(Beginning of Document segment)

CoStar News | November 26, 2022 | 8:03am
The eight U.S. cities chosen to host Final Four games of college basketball’s men’s and women’s championship tournaments starting in 2027 will be looking to turn March Madness into big spending by visitors at local bars and restaurants, stores, hotels and other venues.
Division I committees for the National Collegiate Athletic Association this week announced that games featuring the men’s Final Four teams will take place in 2027 at Ford Field in Detroit, in 2028 at Allegiant Stadium in Las Vegas, in 2029 at Lucas Oil Stadium in Indianapolis and in 2030 at AT&T Stadium in Arlington, Texas.
The women’s Final Four will compete in 2027 at Nationwide Arena in Columbus, Ohio; in 2028 at Gainbridge Fieldhouse in Indianapolis; in 2029 at Alamodome in San Antonio, Texas; in 2030 at Moda Center in Portland, Oregon; and in 2031 at American Airlines Center in Dallas.

(End of Document segment)
(Beginning of Information)

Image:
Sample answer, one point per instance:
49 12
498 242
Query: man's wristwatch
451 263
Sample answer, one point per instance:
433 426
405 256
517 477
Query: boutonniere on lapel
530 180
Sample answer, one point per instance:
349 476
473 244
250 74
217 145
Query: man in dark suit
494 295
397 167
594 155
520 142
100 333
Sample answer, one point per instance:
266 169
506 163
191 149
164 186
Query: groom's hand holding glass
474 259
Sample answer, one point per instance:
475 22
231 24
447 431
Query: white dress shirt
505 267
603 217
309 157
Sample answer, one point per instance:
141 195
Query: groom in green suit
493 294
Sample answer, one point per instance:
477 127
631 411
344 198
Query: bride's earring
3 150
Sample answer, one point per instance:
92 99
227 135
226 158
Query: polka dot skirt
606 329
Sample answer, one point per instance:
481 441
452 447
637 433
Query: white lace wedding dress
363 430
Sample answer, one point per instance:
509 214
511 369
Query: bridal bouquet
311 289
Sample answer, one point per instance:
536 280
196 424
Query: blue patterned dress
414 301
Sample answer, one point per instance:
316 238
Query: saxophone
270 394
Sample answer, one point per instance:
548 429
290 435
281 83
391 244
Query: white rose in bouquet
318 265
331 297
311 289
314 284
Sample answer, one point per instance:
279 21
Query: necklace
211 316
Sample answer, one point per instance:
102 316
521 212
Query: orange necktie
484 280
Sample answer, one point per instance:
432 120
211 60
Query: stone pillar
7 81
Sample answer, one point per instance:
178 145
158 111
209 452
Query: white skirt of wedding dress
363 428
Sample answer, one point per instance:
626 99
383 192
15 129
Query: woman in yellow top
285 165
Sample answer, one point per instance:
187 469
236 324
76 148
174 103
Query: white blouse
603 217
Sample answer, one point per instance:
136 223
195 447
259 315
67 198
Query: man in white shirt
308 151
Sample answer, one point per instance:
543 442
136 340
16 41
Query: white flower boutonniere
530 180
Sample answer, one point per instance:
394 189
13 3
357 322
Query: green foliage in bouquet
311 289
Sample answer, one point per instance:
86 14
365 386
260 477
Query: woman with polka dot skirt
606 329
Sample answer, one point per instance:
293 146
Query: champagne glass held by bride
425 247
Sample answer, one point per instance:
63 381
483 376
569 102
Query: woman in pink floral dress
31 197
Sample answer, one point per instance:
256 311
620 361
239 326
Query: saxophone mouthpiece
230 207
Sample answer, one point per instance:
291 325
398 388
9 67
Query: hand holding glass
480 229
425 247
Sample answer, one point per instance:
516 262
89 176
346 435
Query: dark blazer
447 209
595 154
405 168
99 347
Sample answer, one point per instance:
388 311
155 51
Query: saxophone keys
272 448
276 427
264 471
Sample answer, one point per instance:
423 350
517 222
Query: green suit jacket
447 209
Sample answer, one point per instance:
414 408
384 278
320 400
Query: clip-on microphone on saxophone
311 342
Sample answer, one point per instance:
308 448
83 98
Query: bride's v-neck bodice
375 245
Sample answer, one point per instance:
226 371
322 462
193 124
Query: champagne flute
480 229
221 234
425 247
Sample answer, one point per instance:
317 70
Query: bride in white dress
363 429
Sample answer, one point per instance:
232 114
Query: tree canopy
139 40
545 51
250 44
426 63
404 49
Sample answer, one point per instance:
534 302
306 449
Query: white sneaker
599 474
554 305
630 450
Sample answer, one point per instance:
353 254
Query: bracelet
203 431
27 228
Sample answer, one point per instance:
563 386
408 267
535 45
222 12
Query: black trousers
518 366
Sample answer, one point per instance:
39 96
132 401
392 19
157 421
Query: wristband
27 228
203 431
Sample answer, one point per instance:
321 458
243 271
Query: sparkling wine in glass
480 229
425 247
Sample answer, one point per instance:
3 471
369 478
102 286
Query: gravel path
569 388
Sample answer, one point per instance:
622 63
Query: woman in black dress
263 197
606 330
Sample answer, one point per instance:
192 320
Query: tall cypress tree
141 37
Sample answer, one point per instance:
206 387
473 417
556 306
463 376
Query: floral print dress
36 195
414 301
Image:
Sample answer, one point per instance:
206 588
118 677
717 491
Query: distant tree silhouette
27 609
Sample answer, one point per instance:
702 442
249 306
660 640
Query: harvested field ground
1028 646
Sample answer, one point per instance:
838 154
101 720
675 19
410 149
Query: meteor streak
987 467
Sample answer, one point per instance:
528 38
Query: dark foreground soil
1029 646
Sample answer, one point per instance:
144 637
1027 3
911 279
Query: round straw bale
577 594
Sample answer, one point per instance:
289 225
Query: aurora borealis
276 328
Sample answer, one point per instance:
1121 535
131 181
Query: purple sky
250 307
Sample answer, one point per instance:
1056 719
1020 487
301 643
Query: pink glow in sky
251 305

(End of Information)

- _What to do_
Render this sentence from the news item on the Final Four host cities in Spanish: "The women’s Final Four will compete in 2027 at Nationwide Arena in Columbus, Ohio; in 2028 at Gainbridge Fieldhouse in Indianapolis; in 2029 at Alamodome in San Antonio, Texas; in 2030 at Moda Center in Portland, Oregon; and in 2031 at American Airlines Center in Dallas."

- _Output for this task_
El Final Four femenino competirá en 2027 en el Nationwide Arena de Columbus, Ohio; en 2028 en el Gainbridge Fieldhouse de Indianápolis; en 2029 en el Alamodome de San Antonio, Texas; en 2030 en el Moda Center de Portland, Oregón; y en 2031 en el American Airlines Center de Dallas.